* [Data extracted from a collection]
** START **

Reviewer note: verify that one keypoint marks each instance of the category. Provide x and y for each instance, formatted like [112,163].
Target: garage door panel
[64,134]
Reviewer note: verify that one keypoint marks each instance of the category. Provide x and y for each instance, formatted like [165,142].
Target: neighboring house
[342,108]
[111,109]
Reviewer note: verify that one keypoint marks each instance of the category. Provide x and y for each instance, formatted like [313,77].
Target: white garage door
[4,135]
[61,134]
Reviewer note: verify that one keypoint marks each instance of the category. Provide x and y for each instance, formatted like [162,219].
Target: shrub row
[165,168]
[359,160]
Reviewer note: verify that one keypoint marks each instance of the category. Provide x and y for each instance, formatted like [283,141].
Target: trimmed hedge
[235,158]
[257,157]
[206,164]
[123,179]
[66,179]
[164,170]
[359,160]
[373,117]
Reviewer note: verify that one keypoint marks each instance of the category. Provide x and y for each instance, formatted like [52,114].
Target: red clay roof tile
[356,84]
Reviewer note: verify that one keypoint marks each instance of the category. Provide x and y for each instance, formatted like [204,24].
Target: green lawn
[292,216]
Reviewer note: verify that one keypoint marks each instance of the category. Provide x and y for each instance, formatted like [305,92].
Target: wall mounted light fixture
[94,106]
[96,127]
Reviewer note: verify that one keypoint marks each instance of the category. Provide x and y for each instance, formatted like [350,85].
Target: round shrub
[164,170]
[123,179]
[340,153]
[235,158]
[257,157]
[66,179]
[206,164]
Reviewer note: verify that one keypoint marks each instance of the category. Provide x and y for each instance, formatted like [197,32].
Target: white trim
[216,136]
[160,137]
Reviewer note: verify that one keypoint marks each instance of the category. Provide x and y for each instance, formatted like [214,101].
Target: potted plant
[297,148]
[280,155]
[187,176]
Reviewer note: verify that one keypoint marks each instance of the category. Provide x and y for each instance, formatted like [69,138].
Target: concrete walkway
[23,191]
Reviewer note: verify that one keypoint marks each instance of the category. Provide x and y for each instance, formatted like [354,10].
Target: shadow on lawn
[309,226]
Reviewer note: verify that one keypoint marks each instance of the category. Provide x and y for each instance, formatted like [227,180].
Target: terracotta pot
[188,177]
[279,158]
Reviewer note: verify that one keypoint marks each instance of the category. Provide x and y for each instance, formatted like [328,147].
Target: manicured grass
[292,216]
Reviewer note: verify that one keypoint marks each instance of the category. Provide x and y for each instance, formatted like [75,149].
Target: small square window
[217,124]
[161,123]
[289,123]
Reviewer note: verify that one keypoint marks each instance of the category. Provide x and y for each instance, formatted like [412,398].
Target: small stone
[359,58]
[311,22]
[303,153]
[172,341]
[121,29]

** END **

* [EXERCISE BRIEF] Rewrite every line of the records above as a JSON list of strings, one string per line, leaving out any blank lines.

* [ANSWER TO THE EXERCISE]
[
  "Reviewer note: verify that one keypoint marks each instance of the category. Provide x and y for each instance, formatted like [112,163].",
  "Target: garage door panel",
  "[64,134]",
  "Reviewer note: verify that one keypoint marks each instance of the category. Provide x and y for each instance, formatted like [165,142].",
  "Target: neighboring house",
  "[342,108]",
  "[111,109]",
  "Reviewer note: verify that one keypoint marks each instance of the category. Provide x and y for each instance, formatted like [313,77].",
  "Target: white garage door",
  "[4,135]",
  "[61,134]",
  "Reviewer note: verify that one keypoint marks each instance of the category. Provide x and y for each instance, formatted like [162,219].",
  "Target: shrub row",
  "[165,168]",
  "[359,160]",
  "Reviewer note: verify that one keypoint marks each instance of the category. Provide x and y for each instance, formatted like [283,141].",
  "Target: trimmed hedge",
  "[235,158]",
  "[257,157]",
  "[206,164]",
  "[123,179]",
  "[66,179]",
  "[164,170]",
  "[359,160]",
  "[373,117]",
  "Reviewer note: verify that one keypoint marks each instance of the category. Provide x and y for each instance, formatted like [52,114].",
  "Target: red clay roof tile",
  "[356,84]",
  "Reviewer note: verify that one keypoint marks each instance of the category. Provide x and y for each instance, formatted like [204,24].",
  "Target: green lawn",
  "[292,216]",
  "Reviewer note: verify that one keypoint marks each instance of the category. Provide x and y for each instance, formatted like [305,92].",
  "Target: wall mounted light fixture",
  "[94,106]",
  "[96,127]",
  "Reviewer note: verify that one keypoint marks each instance of the category. Provide x and y for each instance, formatted like [350,85].",
  "Target: round shrub",
  "[164,170]",
  "[123,179]",
  "[340,153]",
  "[235,158]",
  "[257,157]",
  "[66,179]",
  "[206,164]",
  "Reviewer note: verify that one keypoint marks each instance of the category. Provide x and y for each instance, formatted like [197,32].",
  "Target: white trim",
  "[216,136]",
  "[160,137]",
  "Reviewer note: verify that one keypoint marks each instance of the category. Provide x and y for each instance, formatted like [214,101].",
  "Target: potted plant",
  "[297,148]",
  "[280,155]",
  "[187,176]",
  "Reviewer note: verify that one keypoint marks each instance of the category. Provide x and y for each instance, formatted like [69,138].",
  "Target: concrete walkway",
  "[23,191]",
  "Reviewer note: verify that one keypoint marks each instance of the category. Provide x and y for each instance, formatted like [354,10].",
  "Target: shadow on lawn",
  "[309,226]",
  "Reviewer note: verify that one keypoint marks each instance of the category. Provide x and y for each instance, formatted like [227,180].",
  "Target: terracotta pot",
  "[188,177]",
  "[279,158]",
  "Reviewer note: verify that one keypoint marks each instance of the category. Provide x and y for each instance, formatted like [328,147].",
  "Target: manicured grass",
  "[292,216]",
  "Reviewer note: verify that one keypoint marks each instance of the category. Provide x and y for each instance, formatted like [75,149].",
  "Target: small square window",
  "[217,124]",
  "[161,123]",
  "[289,123]",
  "Reviewer note: verify that one keypoint marks each instance of the category. Provide x and y for each instance, formatted like [412,398].",
  "Target: small stone",
  "[359,58]",
  "[311,22]",
  "[303,153]",
  "[172,341]",
  "[121,29]"
]